_To do_
Format everything from the start of the data down to the line containing "box: [0, 929, 177, 980]" as a JSON list of strings, one string per line and no blank lines.

___

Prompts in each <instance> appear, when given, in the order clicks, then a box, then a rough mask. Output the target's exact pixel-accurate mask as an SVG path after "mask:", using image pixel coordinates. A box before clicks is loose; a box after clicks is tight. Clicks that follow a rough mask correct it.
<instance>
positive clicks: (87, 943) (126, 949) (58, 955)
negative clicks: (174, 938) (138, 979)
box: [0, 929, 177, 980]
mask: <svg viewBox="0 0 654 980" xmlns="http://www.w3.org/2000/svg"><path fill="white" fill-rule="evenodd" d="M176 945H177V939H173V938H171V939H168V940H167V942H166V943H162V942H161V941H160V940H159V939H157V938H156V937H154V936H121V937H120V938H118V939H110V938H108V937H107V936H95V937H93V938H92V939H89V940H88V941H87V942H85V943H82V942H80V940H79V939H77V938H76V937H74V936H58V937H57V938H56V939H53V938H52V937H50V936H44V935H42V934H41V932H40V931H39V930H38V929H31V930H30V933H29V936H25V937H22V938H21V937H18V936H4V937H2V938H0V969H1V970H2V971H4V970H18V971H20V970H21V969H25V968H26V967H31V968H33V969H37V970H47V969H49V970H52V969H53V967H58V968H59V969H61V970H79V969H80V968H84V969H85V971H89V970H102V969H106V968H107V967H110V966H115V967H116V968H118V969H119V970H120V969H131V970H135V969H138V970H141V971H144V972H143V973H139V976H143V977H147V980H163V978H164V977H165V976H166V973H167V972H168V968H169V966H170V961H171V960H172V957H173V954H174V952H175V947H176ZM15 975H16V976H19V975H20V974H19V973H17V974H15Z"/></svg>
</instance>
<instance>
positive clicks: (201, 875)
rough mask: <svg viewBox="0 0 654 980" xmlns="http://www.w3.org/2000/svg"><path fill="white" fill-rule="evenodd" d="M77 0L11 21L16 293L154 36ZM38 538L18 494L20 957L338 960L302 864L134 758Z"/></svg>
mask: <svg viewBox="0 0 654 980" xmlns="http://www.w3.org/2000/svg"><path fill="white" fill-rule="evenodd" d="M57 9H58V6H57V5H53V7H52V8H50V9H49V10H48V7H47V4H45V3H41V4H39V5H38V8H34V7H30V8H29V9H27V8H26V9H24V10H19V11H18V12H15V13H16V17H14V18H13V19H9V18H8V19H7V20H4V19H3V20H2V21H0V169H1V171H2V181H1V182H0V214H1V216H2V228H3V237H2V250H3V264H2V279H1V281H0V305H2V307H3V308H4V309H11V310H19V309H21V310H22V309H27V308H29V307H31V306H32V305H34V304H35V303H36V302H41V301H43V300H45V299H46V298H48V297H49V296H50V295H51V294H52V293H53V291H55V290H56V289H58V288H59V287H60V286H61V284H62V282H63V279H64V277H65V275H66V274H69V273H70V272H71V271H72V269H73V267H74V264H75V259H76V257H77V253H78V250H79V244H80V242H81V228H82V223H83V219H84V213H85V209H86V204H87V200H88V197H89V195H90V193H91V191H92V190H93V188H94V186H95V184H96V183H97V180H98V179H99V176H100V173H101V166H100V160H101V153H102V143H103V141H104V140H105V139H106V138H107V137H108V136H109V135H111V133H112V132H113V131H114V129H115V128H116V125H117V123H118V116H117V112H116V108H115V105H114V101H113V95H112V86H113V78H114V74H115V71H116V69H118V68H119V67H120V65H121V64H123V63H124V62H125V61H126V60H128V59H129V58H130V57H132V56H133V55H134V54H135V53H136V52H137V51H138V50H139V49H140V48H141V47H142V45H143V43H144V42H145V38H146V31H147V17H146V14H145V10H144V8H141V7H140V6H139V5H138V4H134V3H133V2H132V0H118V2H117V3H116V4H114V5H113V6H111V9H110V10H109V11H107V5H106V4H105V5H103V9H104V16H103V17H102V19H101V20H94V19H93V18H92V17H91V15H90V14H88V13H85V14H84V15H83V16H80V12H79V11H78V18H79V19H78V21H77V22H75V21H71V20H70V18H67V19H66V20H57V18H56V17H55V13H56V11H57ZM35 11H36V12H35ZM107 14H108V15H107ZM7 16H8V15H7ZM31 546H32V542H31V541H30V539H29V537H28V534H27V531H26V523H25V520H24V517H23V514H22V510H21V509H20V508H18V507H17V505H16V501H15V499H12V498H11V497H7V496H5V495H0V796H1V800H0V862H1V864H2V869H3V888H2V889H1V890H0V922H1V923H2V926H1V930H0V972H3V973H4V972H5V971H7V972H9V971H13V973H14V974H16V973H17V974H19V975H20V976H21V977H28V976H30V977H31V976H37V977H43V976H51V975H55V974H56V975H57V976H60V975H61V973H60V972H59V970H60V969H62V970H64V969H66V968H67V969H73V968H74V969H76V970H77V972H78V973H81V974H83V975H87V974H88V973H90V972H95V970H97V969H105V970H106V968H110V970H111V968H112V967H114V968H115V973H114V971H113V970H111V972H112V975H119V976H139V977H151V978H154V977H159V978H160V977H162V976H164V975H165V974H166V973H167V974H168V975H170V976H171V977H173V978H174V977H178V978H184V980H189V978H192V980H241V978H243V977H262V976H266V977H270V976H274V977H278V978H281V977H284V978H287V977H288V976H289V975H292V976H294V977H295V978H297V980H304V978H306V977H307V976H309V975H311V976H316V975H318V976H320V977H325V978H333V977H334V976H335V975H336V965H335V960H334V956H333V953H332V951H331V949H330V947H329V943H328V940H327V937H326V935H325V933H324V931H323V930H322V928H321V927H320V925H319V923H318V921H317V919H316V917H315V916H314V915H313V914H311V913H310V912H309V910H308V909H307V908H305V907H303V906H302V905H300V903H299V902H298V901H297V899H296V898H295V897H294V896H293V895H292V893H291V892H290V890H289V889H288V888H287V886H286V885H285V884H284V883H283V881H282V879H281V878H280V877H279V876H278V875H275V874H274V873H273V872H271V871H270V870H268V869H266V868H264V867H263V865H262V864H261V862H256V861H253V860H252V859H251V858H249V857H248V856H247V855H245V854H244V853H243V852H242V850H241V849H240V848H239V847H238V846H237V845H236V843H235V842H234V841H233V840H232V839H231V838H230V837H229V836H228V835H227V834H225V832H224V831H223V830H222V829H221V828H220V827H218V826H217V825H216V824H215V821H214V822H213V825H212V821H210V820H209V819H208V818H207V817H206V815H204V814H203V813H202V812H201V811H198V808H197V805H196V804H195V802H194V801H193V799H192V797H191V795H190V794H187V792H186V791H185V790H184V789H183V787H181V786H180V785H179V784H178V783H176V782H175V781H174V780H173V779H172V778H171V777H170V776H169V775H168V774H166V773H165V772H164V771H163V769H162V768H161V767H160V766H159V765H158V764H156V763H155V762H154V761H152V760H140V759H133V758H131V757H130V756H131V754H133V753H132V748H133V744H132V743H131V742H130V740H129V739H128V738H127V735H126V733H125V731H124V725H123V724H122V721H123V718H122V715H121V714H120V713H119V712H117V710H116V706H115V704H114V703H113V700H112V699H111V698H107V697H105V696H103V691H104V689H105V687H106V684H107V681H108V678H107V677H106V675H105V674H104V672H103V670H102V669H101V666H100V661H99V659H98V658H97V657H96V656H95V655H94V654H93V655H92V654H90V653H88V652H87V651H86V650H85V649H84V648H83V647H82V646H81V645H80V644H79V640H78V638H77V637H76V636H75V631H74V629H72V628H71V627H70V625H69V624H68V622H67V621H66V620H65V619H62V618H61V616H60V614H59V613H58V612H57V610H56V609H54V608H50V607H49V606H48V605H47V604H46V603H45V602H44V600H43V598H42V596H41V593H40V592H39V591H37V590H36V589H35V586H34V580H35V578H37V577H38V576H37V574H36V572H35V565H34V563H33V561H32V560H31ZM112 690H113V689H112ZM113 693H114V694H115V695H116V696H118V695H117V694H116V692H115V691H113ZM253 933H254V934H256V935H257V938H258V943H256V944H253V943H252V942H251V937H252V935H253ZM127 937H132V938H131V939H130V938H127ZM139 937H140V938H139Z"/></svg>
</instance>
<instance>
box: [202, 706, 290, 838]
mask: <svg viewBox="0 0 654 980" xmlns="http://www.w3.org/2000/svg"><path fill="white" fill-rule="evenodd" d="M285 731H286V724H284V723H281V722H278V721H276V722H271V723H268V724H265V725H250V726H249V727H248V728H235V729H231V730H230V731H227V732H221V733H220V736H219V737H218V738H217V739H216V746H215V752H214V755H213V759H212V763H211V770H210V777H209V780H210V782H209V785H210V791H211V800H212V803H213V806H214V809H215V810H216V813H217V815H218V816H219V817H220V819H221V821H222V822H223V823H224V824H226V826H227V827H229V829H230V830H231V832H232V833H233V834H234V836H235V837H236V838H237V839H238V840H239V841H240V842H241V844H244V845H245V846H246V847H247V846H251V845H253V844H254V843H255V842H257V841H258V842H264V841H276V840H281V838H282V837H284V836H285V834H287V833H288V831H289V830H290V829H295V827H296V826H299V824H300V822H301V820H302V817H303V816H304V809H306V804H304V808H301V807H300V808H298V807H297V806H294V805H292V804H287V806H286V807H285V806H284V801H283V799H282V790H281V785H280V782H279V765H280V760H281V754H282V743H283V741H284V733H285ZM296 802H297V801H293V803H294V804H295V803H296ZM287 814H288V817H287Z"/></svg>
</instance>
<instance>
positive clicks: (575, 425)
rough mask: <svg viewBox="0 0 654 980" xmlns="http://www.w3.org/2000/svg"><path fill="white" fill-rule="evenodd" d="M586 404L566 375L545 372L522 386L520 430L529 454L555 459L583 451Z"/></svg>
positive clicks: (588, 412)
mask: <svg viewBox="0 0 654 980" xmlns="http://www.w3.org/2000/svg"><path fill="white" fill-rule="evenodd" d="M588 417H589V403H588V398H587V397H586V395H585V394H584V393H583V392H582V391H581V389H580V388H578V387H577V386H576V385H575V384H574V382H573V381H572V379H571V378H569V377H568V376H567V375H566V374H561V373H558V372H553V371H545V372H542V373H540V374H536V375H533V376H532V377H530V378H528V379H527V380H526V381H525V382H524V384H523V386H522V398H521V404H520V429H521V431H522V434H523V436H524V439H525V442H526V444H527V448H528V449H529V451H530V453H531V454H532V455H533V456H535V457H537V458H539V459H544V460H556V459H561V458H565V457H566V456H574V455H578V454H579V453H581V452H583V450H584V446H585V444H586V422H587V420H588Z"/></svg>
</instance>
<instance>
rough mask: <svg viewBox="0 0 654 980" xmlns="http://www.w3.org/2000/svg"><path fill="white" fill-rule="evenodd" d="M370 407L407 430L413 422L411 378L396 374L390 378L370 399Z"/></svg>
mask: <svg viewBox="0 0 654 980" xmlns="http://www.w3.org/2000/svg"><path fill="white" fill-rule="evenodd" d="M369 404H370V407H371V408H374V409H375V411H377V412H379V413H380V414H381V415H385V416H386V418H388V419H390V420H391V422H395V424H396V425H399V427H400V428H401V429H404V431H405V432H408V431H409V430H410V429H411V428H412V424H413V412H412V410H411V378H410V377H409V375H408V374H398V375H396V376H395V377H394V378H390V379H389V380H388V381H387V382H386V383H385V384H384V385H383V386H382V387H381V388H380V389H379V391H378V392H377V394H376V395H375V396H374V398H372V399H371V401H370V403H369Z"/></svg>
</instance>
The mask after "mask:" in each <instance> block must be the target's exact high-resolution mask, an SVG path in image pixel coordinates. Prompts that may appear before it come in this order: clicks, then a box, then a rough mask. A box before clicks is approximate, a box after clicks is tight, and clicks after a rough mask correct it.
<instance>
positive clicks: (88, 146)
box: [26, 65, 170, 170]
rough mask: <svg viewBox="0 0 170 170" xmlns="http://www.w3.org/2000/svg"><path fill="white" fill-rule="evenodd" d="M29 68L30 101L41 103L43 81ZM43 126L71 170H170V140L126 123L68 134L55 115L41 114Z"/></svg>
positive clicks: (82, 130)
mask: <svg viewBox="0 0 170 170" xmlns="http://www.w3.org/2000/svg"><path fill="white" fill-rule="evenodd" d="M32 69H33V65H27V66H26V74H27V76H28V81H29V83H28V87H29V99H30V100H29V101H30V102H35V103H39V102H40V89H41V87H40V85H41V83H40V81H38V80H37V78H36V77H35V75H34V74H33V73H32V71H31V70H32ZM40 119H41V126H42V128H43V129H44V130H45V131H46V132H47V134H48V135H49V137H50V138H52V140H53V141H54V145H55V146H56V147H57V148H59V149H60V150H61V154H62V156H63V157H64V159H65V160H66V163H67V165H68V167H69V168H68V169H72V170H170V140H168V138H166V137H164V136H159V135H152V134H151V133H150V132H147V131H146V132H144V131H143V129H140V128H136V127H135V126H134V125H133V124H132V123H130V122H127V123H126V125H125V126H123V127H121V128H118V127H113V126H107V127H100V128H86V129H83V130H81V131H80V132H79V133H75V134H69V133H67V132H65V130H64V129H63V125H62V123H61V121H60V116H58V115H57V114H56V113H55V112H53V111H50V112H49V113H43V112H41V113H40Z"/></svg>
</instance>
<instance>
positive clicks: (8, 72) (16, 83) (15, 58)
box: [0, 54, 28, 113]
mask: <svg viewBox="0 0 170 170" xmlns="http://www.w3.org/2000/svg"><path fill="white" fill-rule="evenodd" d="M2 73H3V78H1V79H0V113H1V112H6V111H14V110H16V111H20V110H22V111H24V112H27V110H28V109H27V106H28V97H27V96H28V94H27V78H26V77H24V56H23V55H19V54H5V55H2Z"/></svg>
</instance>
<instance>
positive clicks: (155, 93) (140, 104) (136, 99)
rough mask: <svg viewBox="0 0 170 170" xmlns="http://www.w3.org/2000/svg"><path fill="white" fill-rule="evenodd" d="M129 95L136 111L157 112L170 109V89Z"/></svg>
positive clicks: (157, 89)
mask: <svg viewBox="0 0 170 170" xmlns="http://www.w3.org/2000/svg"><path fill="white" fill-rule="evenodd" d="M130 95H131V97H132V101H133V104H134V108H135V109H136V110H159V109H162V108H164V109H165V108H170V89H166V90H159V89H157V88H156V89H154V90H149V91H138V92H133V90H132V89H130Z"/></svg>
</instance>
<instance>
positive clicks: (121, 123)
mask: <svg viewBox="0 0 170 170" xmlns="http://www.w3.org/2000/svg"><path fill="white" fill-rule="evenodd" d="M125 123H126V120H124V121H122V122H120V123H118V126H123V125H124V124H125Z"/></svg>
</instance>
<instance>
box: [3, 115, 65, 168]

___

_Written response_
[
  "Prompts in each <instance> appear, when given, in the order clicks, then a box, then a rough mask. Output the target's exact pixel-accurate mask as an SVG path after \"mask:\", using image pixel coordinates. A box before clicks is loose; a box after clicks is tight. Clicks that follow a rough mask correct it.",
  "<instance>",
  "positive clicks: (87, 943) (126, 949) (58, 955)",
  "negative clicks: (174, 938) (138, 979)",
  "box: [0, 929, 177, 980]"
]